Exercise passage:
_ _ _ _ _

For example, when high levels of formaldehyde were detected, the alerts did not convey the specific source. Perhaps, this was due to complexity involved in real-life situations. Users reported struggling to interpret these alerts as the information provided was often too generalised.

Additionally, the recommendations for mitigating exposure were perceived as insufficiently detailed. When elevated indoor air pollutant concentrations were detected, the suggested actions, such as improving ventilation, filters, or using air purifiers, lacked specificity regarding the type or intensity required.

Residents suggested that more precise recommendations tailored to the specific indoor air pollutants detected and current environmental conditions would be more useful. For instance, recommendations could include specific actions based on real-time data, such as advising on the use of particular types of air purifiers or filters based on the severity and type of detected air pollutants.

Integration with naturally ventilated buildings presented unique challenges. These buildings rely on passive ventilation, which often involves opening windows and natural airflow to regulate IAQ. With the source of secondhand smoke coming from outside in this study, the prototypes faced difficulties in providing actionable insights that could directly improve the effectiveness of using the passive ventilation strategy or using it together with air purifiers or filters in improving IAQ.

Building managers reported that while the AI-driven IAQ monitoring device and its mobile application provided valuable data, the integration of these insights into actionable changes was limited. The lack of automated systems for adjusting natural ventilation meant that recommendations from the devices had to be manually implemented by residents.

This limitation highlighted the need for more practical advice that residents could easily follow to improve IAQ, given the constraints of natural ventilation. Building managers noted that perceived discomfort and inconvenience in making intervention to the building systems to reduce exposure to secondhand smoke do deter residents from taking any action.

_ _ _ _ _

Given entries:
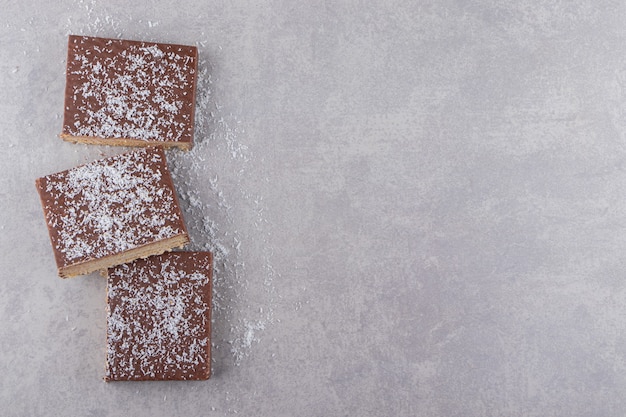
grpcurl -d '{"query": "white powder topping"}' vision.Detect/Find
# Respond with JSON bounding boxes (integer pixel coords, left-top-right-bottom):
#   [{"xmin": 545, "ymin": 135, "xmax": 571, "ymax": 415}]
[
  {"xmin": 42, "ymin": 148, "xmax": 184, "ymax": 265},
  {"xmin": 106, "ymin": 253, "xmax": 211, "ymax": 380},
  {"xmin": 64, "ymin": 37, "xmax": 196, "ymax": 142}
]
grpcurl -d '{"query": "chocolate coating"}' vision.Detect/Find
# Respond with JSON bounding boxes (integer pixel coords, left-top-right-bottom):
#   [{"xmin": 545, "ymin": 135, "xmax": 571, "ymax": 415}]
[
  {"xmin": 61, "ymin": 35, "xmax": 198, "ymax": 149},
  {"xmin": 105, "ymin": 252, "xmax": 213, "ymax": 381},
  {"xmin": 36, "ymin": 147, "xmax": 188, "ymax": 276}
]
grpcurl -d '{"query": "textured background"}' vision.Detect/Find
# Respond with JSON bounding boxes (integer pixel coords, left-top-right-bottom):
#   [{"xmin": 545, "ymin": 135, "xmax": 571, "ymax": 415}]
[{"xmin": 0, "ymin": 0, "xmax": 626, "ymax": 416}]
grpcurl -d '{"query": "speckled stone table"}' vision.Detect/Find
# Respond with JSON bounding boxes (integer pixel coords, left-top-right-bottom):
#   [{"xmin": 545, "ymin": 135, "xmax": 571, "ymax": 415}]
[{"xmin": 0, "ymin": 0, "xmax": 626, "ymax": 417}]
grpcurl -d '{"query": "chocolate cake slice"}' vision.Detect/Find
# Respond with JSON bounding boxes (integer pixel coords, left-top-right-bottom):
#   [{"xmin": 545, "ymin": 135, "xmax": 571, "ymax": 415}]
[
  {"xmin": 60, "ymin": 35, "xmax": 198, "ymax": 149},
  {"xmin": 36, "ymin": 147, "xmax": 189, "ymax": 278}
]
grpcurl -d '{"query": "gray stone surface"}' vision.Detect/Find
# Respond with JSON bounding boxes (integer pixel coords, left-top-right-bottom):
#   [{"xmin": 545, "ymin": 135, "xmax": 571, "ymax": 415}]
[{"xmin": 0, "ymin": 0, "xmax": 626, "ymax": 416}]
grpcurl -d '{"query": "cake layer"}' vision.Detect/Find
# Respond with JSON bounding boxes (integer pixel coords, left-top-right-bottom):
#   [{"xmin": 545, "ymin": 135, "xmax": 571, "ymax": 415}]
[
  {"xmin": 36, "ymin": 147, "xmax": 189, "ymax": 278},
  {"xmin": 105, "ymin": 252, "xmax": 212, "ymax": 381},
  {"xmin": 60, "ymin": 35, "xmax": 198, "ymax": 149}
]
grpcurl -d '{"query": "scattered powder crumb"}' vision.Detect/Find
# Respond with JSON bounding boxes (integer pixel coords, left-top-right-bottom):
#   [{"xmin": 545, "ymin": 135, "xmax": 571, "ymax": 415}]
[{"xmin": 170, "ymin": 57, "xmax": 277, "ymax": 365}]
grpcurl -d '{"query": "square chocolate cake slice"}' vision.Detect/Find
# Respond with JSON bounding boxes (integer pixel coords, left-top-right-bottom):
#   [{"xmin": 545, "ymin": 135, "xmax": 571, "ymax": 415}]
[
  {"xmin": 36, "ymin": 147, "xmax": 189, "ymax": 278},
  {"xmin": 105, "ymin": 252, "xmax": 213, "ymax": 381},
  {"xmin": 60, "ymin": 35, "xmax": 198, "ymax": 149}
]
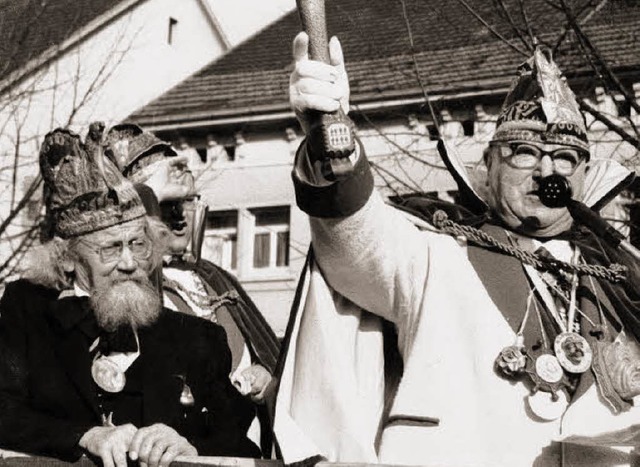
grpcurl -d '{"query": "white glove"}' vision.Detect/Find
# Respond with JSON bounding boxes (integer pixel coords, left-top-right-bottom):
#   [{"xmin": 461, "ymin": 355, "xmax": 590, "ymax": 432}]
[{"xmin": 289, "ymin": 32, "xmax": 349, "ymax": 134}]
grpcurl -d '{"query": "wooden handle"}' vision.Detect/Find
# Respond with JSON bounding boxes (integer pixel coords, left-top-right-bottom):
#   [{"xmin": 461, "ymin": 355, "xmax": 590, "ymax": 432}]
[
  {"xmin": 296, "ymin": 0, "xmax": 329, "ymax": 63},
  {"xmin": 296, "ymin": 0, "xmax": 355, "ymax": 180}
]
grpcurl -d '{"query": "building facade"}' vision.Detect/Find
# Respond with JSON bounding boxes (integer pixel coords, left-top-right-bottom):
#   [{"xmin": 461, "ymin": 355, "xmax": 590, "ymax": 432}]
[{"xmin": 131, "ymin": 0, "xmax": 640, "ymax": 335}]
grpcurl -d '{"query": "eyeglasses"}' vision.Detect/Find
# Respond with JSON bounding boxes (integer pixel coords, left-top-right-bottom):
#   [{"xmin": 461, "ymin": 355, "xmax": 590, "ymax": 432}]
[
  {"xmin": 503, "ymin": 143, "xmax": 587, "ymax": 177},
  {"xmin": 80, "ymin": 238, "xmax": 152, "ymax": 263}
]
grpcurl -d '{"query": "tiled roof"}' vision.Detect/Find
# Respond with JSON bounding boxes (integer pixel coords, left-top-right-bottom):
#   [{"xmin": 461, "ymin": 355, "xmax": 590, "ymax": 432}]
[
  {"xmin": 131, "ymin": 0, "xmax": 640, "ymax": 126},
  {"xmin": 0, "ymin": 0, "xmax": 130, "ymax": 84}
]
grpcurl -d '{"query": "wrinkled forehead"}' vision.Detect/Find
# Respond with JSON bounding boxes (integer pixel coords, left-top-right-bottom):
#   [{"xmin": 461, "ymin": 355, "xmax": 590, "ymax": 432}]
[{"xmin": 82, "ymin": 217, "xmax": 147, "ymax": 243}]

_ _ _ _ _

Required work:
#1 Update the indoor air quality passage from "For example, when" through "often too generalised.", putting "carbon monoxide" in place of "formaldehyde".
#2 Translate this sentence from the indoor air quality passage into Spanish: "Integration with naturally ventilated buildings presented unique challenges."
#3 Pick up the indoor air quality passage after its final sentence and continue writing it.

Expected outputs:
#1
For example, when high levels of carbon monoxide were detected, the alerts did not convey the specific source. Perhaps, this was due to complexity involved in real-life situations. Users reported struggling to interpret these alerts as the information provided was often too generalised.

#2 La integración con edificios ventilados de forma natural presentó desafíos únicos.

#3
Prototype Deployment and Evaluation

The deployment and evaluation of the refined AI-driven IAQ monitoring devices and their accompanying mobile application in 20 high-rise residential buildings provided significant insights into their enhanced effectiveness, usability, and practicality in managing cancer risk associated with secondhand smoke exposure. This phase marked a crucial advancement from the previous testing and iteration phase, demonstrating notable improvements in performance and user acceptability.

The prototypes exhibited enhanced performance in detecting key indoor pollutants, including benzene, formaldehyde, and particulate matter (PM_0.1, PM_2.5, and PM₁₀). Compared to the earlier phase, the refined AI-driven IAQ monitoring device demonstrated greater accuracy in these measurements, thanks to improved sensor calibration and better adaptation to varied environmental conditions.

Although the challenge of perfectly detecting secondhand smoke, an external pollutant in this study, persisted, the device showed improved capabilities in distinguishing between indoor and outdoor sources of air pollution.

Enhanced ventilation and air filtration measures were more effectively integrated into the recommendations. For instance, the optimised guidance for using air purifiers or filters and adjusting ventilation strategies demonstrated a clearer impact on reducing indoor pollutant levels, even though managing secondhand smoke remained complex due to its external origin. The updated recommendations helped mitigate general indoor air pollution more effectively, highlighting a significant advancement from the initial findings.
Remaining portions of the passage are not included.